• [ACTIVITY] The lines to reproduce run from the one containing "Locate the element that corresponds to the city" through the end of the records below. Reproduce them exactly and add nothing.

• [PROVIDED INFORMATION]

%%

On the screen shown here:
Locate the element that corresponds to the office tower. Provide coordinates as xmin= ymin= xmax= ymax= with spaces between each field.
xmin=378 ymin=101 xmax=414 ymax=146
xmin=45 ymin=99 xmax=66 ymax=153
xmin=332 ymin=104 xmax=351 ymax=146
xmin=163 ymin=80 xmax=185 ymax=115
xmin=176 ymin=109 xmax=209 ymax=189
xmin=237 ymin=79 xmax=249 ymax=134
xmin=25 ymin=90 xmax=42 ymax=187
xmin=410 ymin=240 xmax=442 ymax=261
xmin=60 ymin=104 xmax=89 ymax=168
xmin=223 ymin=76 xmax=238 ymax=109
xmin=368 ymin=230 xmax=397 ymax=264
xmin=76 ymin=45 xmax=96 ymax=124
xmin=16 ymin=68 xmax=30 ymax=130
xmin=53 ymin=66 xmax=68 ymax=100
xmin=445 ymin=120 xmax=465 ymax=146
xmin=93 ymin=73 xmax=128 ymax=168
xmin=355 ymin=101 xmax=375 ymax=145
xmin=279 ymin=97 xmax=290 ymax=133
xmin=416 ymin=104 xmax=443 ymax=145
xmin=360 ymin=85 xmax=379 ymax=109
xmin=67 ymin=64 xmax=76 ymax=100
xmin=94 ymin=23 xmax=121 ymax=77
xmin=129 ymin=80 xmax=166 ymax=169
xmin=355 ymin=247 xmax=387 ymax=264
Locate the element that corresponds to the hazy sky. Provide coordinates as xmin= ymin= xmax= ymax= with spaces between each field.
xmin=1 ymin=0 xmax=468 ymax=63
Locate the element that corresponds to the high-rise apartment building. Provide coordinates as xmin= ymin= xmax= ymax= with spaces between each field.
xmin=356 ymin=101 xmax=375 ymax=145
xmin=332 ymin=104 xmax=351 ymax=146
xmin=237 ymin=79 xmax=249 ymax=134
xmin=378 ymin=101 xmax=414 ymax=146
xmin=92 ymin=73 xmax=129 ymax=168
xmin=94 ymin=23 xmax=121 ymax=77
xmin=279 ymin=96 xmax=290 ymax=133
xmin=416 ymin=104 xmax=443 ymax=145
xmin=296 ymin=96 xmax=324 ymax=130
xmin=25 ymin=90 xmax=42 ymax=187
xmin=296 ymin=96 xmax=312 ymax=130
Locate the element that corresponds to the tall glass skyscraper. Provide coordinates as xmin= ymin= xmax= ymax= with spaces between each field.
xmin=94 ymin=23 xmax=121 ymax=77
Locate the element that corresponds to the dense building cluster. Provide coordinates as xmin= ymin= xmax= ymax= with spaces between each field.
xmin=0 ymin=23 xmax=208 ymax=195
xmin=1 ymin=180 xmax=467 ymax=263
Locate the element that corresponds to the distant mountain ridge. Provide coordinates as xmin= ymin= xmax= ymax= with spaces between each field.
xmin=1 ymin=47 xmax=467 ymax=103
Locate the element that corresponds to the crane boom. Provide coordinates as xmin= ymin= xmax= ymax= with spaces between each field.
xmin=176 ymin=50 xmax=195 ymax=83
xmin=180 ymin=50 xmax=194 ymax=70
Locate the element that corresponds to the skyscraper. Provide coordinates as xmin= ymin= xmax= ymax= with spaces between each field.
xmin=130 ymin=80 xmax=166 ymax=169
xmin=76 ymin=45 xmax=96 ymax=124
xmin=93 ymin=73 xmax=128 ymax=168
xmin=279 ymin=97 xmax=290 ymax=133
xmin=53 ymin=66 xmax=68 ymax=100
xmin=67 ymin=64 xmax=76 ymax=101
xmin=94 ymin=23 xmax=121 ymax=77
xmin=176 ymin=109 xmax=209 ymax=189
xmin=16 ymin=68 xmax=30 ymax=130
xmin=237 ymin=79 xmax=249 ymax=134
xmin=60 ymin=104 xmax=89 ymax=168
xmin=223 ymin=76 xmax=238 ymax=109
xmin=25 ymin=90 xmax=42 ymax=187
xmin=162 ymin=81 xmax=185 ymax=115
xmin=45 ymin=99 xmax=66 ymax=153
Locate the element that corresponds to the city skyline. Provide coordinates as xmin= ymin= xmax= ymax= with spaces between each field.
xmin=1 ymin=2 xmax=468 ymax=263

%%

• [EXERCISE ANSWER]
Locate the element that corresponds to the city skyline. Provide coordinates as xmin= ymin= xmax= ymax= with spaces between each field.
xmin=1 ymin=2 xmax=468 ymax=263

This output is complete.